* _BRIEF A_
Count the lines in the records below that contain the string "bare", with case counting, and give only the number.

* _EXTRACT_
** start **
Hey,

Nice to see most of the performance differences are resolved. Most of the 
heavy lifting will actually be compiling the SQL that is going to be 
executed now I think. You might want to take a look at generating the SQL 
yourself and executing directly with connection.cursor if you're still 
hitting critical performance bottlenecks. If you do go down this route 
please make sure you're testing before and after, because the results could 
change significantly.

I'm also going to take your suggestion about the inner if condition and see 
how that impacts performance. I'll report back here for those curious, and 
open a PR if it makes any noticeable difference.

Thanks for looking into this and showing your results too, very helpful!

On Tuesday, 17 November 2015 11:36:37 UTC+11, Cristiano Coelho wrote:
>
> You beat me to it. Yes I have just tested under django 1.8.6, and the 
> issue I started this with is gone, both values_list and a direct raw query 
> perform as good, so this is definetly an issue only on django 1.7.10 or 
> less.
> I can not test django 1.9 since my project is not really compatible with 
> it, I have some backwards compatibility issues from 1.7.10 related to app 
> loading that I was very lazy to fix so I stood with 1.7, but it seems like 
> this will be time to update, assuming 1.9 will be as good as 1.8.
** end **
* _DATA LINES_
** start **
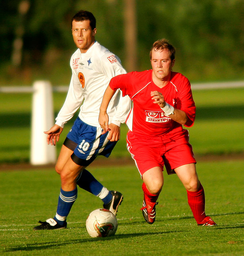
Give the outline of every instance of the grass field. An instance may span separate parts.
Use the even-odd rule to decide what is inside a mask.
[[[144,221],[140,208],[141,181],[133,165],[89,170],[104,185],[123,193],[115,236],[93,238],[86,217],[101,201],[79,189],[67,229],[34,231],[38,220],[53,217],[60,181],[53,170],[0,172],[0,253],[3,255],[244,255],[244,161],[199,162],[198,175],[206,196],[206,212],[217,223],[199,227],[176,175],[164,174],[156,221]]]
[[[244,153],[244,90],[196,91],[197,107],[190,142],[197,155],[211,154],[212,162],[198,162],[197,169],[206,196],[206,212],[218,224],[198,227],[176,175],[165,173],[165,182],[157,206],[156,221],[146,223],[140,210],[142,181],[134,165],[112,166],[111,162],[130,158],[126,149],[125,125],[111,156],[99,167],[89,169],[108,188],[123,193],[118,228],[114,236],[92,238],[85,223],[89,213],[101,207],[97,197],[79,189],[66,229],[34,231],[39,220],[53,217],[57,208],[60,180],[53,169],[4,170],[0,172],[0,253],[4,255],[244,255],[244,159],[234,161],[230,154]],[[0,164],[28,162],[31,96],[0,94]],[[55,93],[57,113],[65,97]],[[72,123],[65,127],[59,151]],[[226,156],[218,161],[214,156]],[[100,157],[99,157],[99,158]],[[112,159],[113,161],[111,161]],[[0,165],[1,168],[3,165]]]
[[[197,117],[189,128],[190,142],[196,155],[244,153],[244,90],[243,88],[195,91]],[[65,95],[54,94],[56,113]],[[28,94],[0,94],[0,163],[28,162],[30,158],[31,98]],[[58,151],[70,129],[70,120],[61,135]],[[121,126],[121,138],[112,153],[130,157],[125,144],[127,128]]]

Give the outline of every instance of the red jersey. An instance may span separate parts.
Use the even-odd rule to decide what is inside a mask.
[[[131,72],[110,80],[109,86],[112,90],[119,88],[123,96],[128,95],[133,102],[126,121],[130,130],[153,136],[182,131],[180,124],[166,116],[158,104],[153,103],[150,93],[153,91],[160,92],[167,103],[186,113],[188,120],[185,126],[193,125],[196,108],[189,80],[179,73],[172,72],[170,81],[160,88],[153,83],[152,72],[152,69]]]

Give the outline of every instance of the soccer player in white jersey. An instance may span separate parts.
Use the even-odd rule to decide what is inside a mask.
[[[103,208],[115,215],[123,199],[121,193],[108,190],[85,168],[99,155],[108,157],[119,139],[120,124],[125,122],[130,109],[129,97],[122,97],[120,92],[114,95],[108,110],[111,121],[109,131],[102,135],[98,118],[103,95],[111,79],[126,71],[118,58],[96,41],[96,19],[91,13],[78,12],[72,18],[72,28],[78,49],[70,59],[72,77],[65,102],[55,125],[45,132],[48,144],[56,145],[65,124],[79,108],[80,110],[56,166],[61,180],[56,214],[53,218],[39,221],[41,225],[34,230],[66,227],[67,217],[77,197],[77,185],[99,196]]]

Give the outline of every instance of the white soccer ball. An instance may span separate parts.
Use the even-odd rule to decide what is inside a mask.
[[[106,209],[97,209],[87,219],[85,226],[88,233],[92,237],[114,235],[118,227],[117,219]]]

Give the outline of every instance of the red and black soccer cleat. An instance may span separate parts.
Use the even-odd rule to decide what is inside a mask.
[[[142,215],[145,221],[150,224],[152,224],[155,221],[156,217],[156,206],[158,202],[150,202],[147,198],[145,193],[142,207],[141,210],[142,211]]]
[[[212,226],[217,226],[217,224],[209,217],[206,216],[203,220],[199,222],[198,223],[198,226],[206,226],[210,227]]]

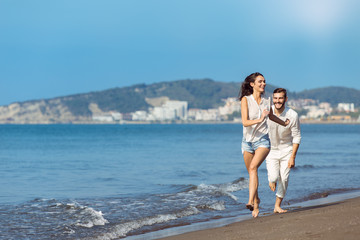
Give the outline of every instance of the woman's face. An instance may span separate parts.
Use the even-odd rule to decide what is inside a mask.
[[[253,83],[251,83],[251,86],[257,92],[260,92],[260,93],[265,92],[265,86],[266,86],[265,78],[263,76],[257,76],[255,78],[255,81]]]

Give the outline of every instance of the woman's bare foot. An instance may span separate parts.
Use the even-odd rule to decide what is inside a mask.
[[[276,182],[275,183],[269,182],[269,187],[270,187],[271,191],[275,192],[275,190],[276,190]]]
[[[275,207],[274,213],[285,213],[287,210],[282,209],[281,207]]]

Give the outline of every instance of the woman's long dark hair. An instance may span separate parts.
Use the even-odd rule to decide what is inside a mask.
[[[249,95],[253,94],[254,90],[253,90],[252,86],[250,85],[250,83],[255,82],[255,79],[258,76],[264,77],[264,75],[262,75],[261,73],[255,72],[245,78],[244,82],[241,84],[241,88],[239,91],[239,100],[240,101],[244,96],[249,96]]]

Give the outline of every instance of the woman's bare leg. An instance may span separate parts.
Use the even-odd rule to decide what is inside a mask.
[[[258,168],[265,160],[266,156],[269,154],[270,149],[268,148],[258,148],[253,155],[253,158],[250,162],[248,169],[249,172],[249,202],[248,204],[254,205],[253,217],[257,217],[259,215],[259,202],[260,199],[258,197]],[[245,158],[244,158],[245,159]],[[256,200],[256,201],[254,201]]]

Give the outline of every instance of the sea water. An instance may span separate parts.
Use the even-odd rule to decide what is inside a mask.
[[[289,204],[358,190],[360,125],[302,124]],[[240,124],[0,125],[0,239],[120,239],[247,216]],[[266,164],[261,214],[270,213]]]

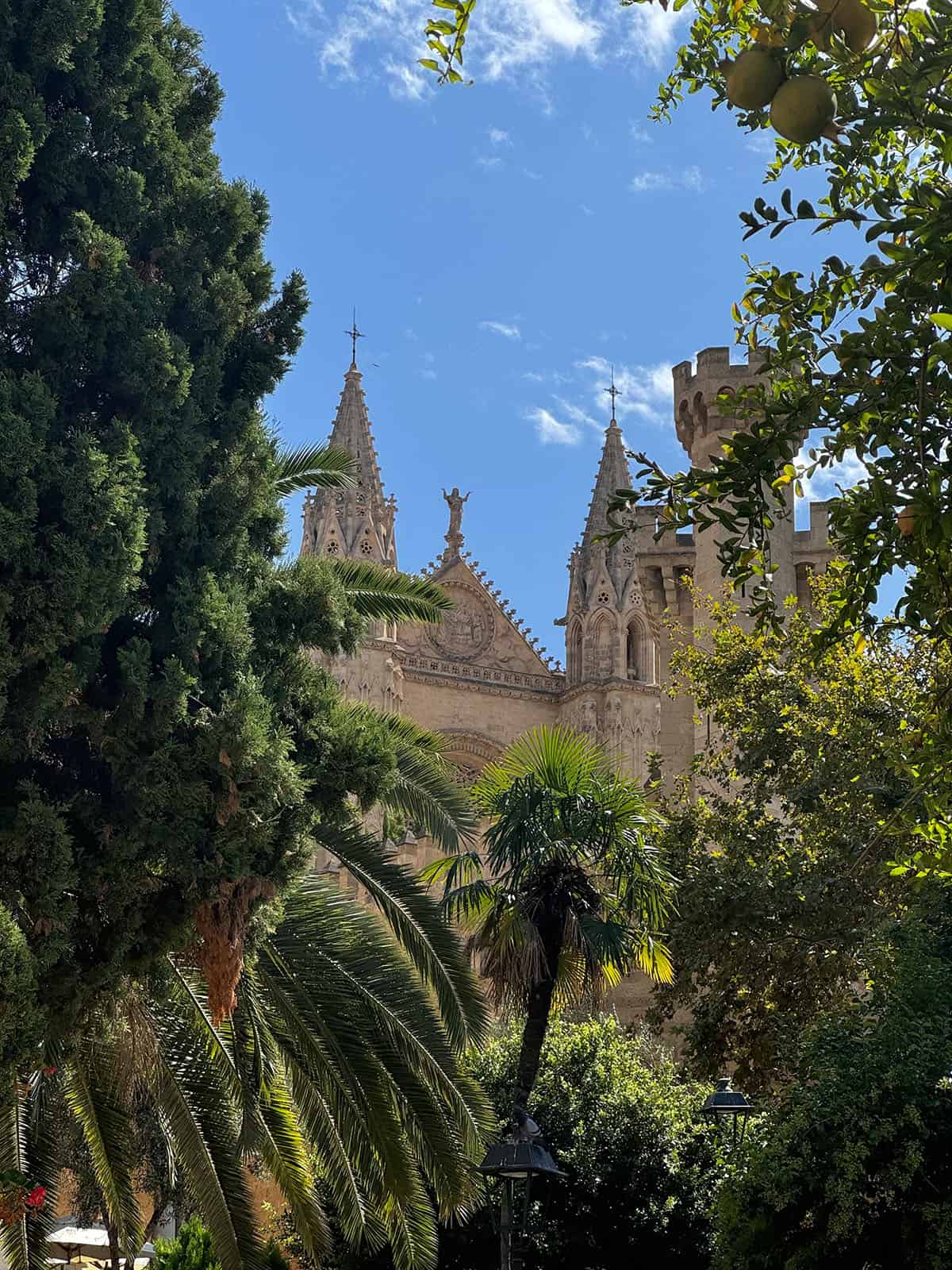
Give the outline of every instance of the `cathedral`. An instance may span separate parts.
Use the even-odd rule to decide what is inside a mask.
[[[710,466],[722,438],[743,425],[720,413],[716,399],[757,382],[758,368],[732,364],[727,348],[706,348],[696,367],[680,362],[671,375],[678,439],[693,466]],[[307,495],[301,552],[396,568],[396,500],[383,491],[355,359],[344,376],[330,442],[353,456],[357,484]],[[635,511],[636,532],[612,546],[599,542],[608,528],[609,499],[628,488],[625,443],[612,409],[581,538],[569,559],[565,615],[556,624],[565,630],[564,668],[545,655],[467,549],[462,521],[468,494],[452,489],[443,491],[449,513],[446,545],[421,573],[448,593],[453,610],[438,626],[376,624],[355,657],[330,663],[344,692],[443,734],[463,784],[524,732],[560,723],[595,737],[630,776],[647,775],[651,753],[661,757],[665,772],[685,771],[710,738],[693,702],[664,691],[671,654],[665,616],[689,632],[696,618],[691,580],[702,596],[721,593],[716,537],[710,531],[697,537],[666,533],[656,542],[656,511],[644,505]],[[823,572],[833,555],[826,504],[810,504],[806,530],[778,519],[772,555],[778,593],[809,602],[810,574]],[[391,850],[414,870],[440,853],[410,831]],[[315,865],[360,894],[326,852],[319,852]],[[635,974],[609,1003],[623,1020],[638,1017],[649,993],[649,982]]]
[[[678,439],[696,467],[708,466],[725,434],[739,427],[718,413],[716,398],[757,380],[757,368],[732,364],[727,348],[703,349],[697,367],[674,367]],[[355,361],[344,376],[330,441],[354,457],[357,485],[308,494],[301,552],[396,568],[396,502],[383,490]],[[688,579],[703,594],[720,593],[717,546],[713,532],[666,533],[655,542],[656,513],[649,505],[635,512],[637,532],[612,546],[599,542],[609,499],[630,486],[613,409],[581,538],[569,560],[565,616],[557,621],[565,630],[565,668],[545,655],[467,550],[462,521],[468,494],[453,489],[443,491],[446,546],[423,570],[449,594],[453,610],[432,627],[377,624],[357,657],[334,663],[344,691],[442,733],[467,782],[522,733],[559,723],[595,737],[631,776],[646,775],[650,753],[661,756],[665,771],[684,771],[706,737],[691,700],[664,692],[671,653],[664,615],[692,630]],[[772,551],[779,594],[807,599],[810,573],[825,569],[831,555],[826,504],[810,505],[807,530],[778,519]]]

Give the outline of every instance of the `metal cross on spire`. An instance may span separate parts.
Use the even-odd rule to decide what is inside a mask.
[[[354,309],[350,330],[345,330],[344,334],[350,337],[350,364],[357,366],[357,342],[363,339],[363,331],[357,329],[357,309]]]
[[[605,391],[605,392],[607,392],[607,394],[609,395],[609,398],[612,399],[612,423],[614,423],[614,399],[616,399],[617,396],[625,396],[625,394],[622,392],[622,390],[621,390],[621,389],[617,389],[617,387],[614,386],[614,367],[612,367],[612,386],[611,386],[611,389],[604,389],[604,391]]]

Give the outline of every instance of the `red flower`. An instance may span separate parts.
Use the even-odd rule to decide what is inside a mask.
[[[46,1199],[46,1186],[34,1186],[27,1196],[27,1208],[42,1208]]]

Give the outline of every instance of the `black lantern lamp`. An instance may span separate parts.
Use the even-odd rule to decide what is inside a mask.
[[[522,1107],[513,1115],[514,1132],[504,1142],[494,1142],[480,1165],[485,1177],[503,1182],[503,1204],[499,1220],[500,1270],[519,1270],[526,1231],[529,1224],[529,1198],[534,1179],[565,1177],[548,1148],[542,1132]],[[524,1182],[522,1205],[515,1205],[515,1184]]]
[[[754,1107],[746,1093],[741,1093],[740,1090],[731,1087],[730,1076],[721,1077],[713,1092],[708,1093],[704,1099],[704,1105],[701,1109],[702,1114],[712,1124],[726,1124],[730,1121],[735,1146],[744,1140],[748,1116],[753,1110]]]

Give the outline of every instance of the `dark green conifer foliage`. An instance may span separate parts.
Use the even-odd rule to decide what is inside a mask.
[[[275,568],[260,403],[305,287],[220,173],[198,44],[162,0],[0,0],[0,902],[32,960],[6,940],[0,1013],[47,1035],[393,762],[297,652],[360,621]]]

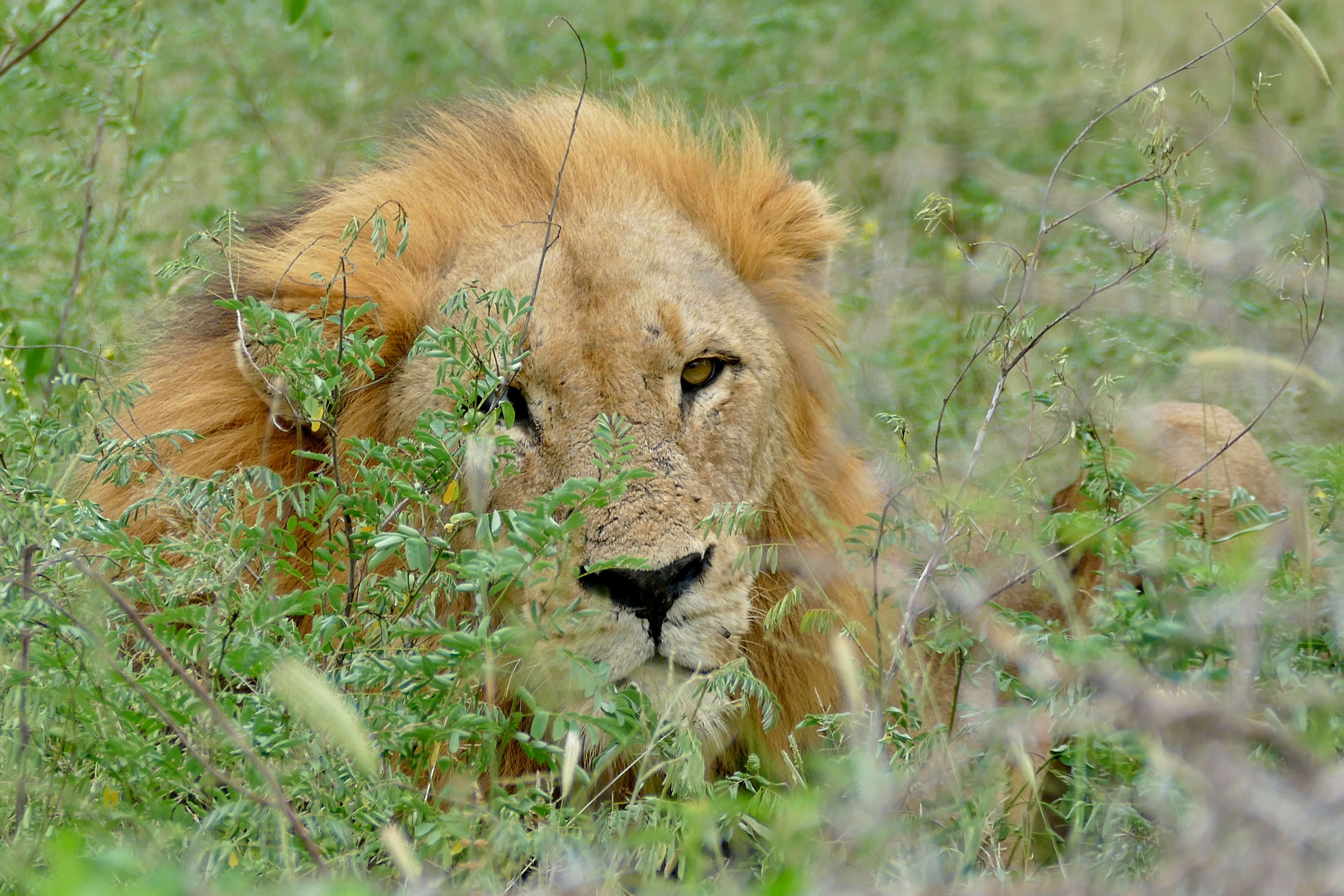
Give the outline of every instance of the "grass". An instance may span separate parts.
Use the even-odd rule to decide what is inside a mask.
[[[27,46],[67,8],[11,4],[0,46]],[[1337,78],[1339,16],[1318,1],[1285,9]],[[1047,218],[1146,180],[1051,230],[1027,301],[1012,301],[1023,277],[1015,253],[1038,251],[1047,181],[1087,122],[1261,11],[1232,0],[89,0],[0,75],[3,885],[782,895],[1263,892],[1273,881],[1331,892],[1344,840],[1332,785],[1344,746],[1335,596],[1344,355],[1331,314],[1318,328],[1316,316],[1339,300],[1321,270],[1327,231],[1344,231],[1344,124],[1316,63],[1261,23],[1099,121],[1062,165]],[[1163,398],[1259,416],[1255,435],[1301,490],[1320,556],[1289,555],[1257,574],[1210,552],[1177,516],[1160,533],[1165,576],[1153,578],[1157,533],[1133,525],[1106,559],[1117,574],[1149,574],[1144,588],[1113,578],[1082,630],[1011,619],[1020,638],[995,650],[978,646],[974,611],[953,613],[958,588],[943,576],[948,609],[930,646],[972,657],[968,676],[1015,704],[953,736],[915,717],[915,701],[856,704],[812,720],[831,746],[796,758],[786,778],[747,763],[706,782],[688,732],[582,662],[571,674],[586,681],[591,712],[543,708],[520,729],[521,715],[482,700],[491,657],[528,649],[528,634],[481,613],[445,625],[423,595],[503,587],[555,539],[546,513],[515,520],[539,533],[530,547],[499,541],[470,557],[425,527],[370,539],[359,548],[367,557],[398,553],[406,568],[370,576],[368,610],[353,614],[324,582],[294,590],[233,572],[255,556],[293,559],[284,531],[231,502],[270,494],[265,478],[173,484],[176,500],[211,520],[176,537],[173,563],[81,502],[73,484],[97,447],[95,423],[133,396],[110,383],[152,329],[145,321],[192,282],[171,265],[185,239],[227,235],[228,210],[284,206],[306,183],[358,171],[418,103],[579,82],[579,47],[555,15],[583,36],[598,93],[649,90],[695,116],[745,109],[801,176],[853,210],[832,277],[845,326],[843,424],[883,476],[927,496],[903,508],[888,537],[918,540],[931,527],[937,543],[939,513],[991,535],[1059,525],[1043,508],[1089,450],[1097,459],[1089,433],[1105,434],[1121,406]],[[481,298],[492,304],[473,304]],[[462,301],[507,317],[520,300]],[[249,313],[255,332],[282,326],[265,308]],[[276,363],[329,368],[320,336],[285,340],[293,351]],[[34,348],[58,344],[69,348]],[[1285,373],[1306,347],[1310,375]],[[435,351],[469,364],[458,347]],[[632,476],[618,462],[620,422],[597,435],[617,458],[610,481],[554,496],[551,512],[605,500]],[[117,447],[124,462],[144,450]],[[460,462],[465,450],[462,433],[426,431],[395,451],[367,445],[355,482],[316,480],[289,498],[317,516],[376,523],[407,482],[434,481],[441,496],[452,467],[430,461]],[[949,504],[939,478],[956,482],[972,463],[982,497]],[[1142,497],[1130,492],[1083,521],[1110,523]],[[855,535],[856,560],[874,537]],[[134,575],[102,588],[60,559],[78,544]],[[333,556],[345,549],[333,541]],[[26,557],[32,590],[22,584]],[[118,595],[155,609],[148,627],[161,653],[130,637]],[[294,626],[293,614],[314,610],[310,631]],[[406,649],[426,635],[442,646]],[[208,693],[187,688],[165,654],[207,664]],[[310,668],[321,677],[305,677]],[[714,686],[769,701],[745,670]],[[321,717],[297,711],[319,700],[332,708]],[[1068,823],[1054,841],[1035,823],[1040,854],[1059,861],[1024,870],[1012,850],[1025,832],[1005,805],[1046,801],[1011,793],[1009,774],[1024,732],[1040,724],[1059,744],[1044,811]],[[657,786],[605,802],[591,768],[566,771],[578,729],[637,748]],[[554,778],[482,789],[504,740],[523,743]],[[402,759],[371,764],[368,751]],[[555,783],[567,775],[560,798]],[[300,829],[331,876],[313,873]]]

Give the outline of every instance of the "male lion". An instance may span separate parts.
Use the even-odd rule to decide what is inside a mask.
** end **
* _BRIEF B_
Please answer these questions about the message above:
(i) Under which Django version did Cristiano Coelho find that the original issue was gone?
(ii) With what does the message suggest executing self-generated SQL directly?
(iii) What will the writer open if the inner if condition makes a noticeable difference?

* _FINAL RESULT A_
2

* _FINAL RESULT B_
(i) Django 1.8.6
(ii) connection.cursor
(iii) A PR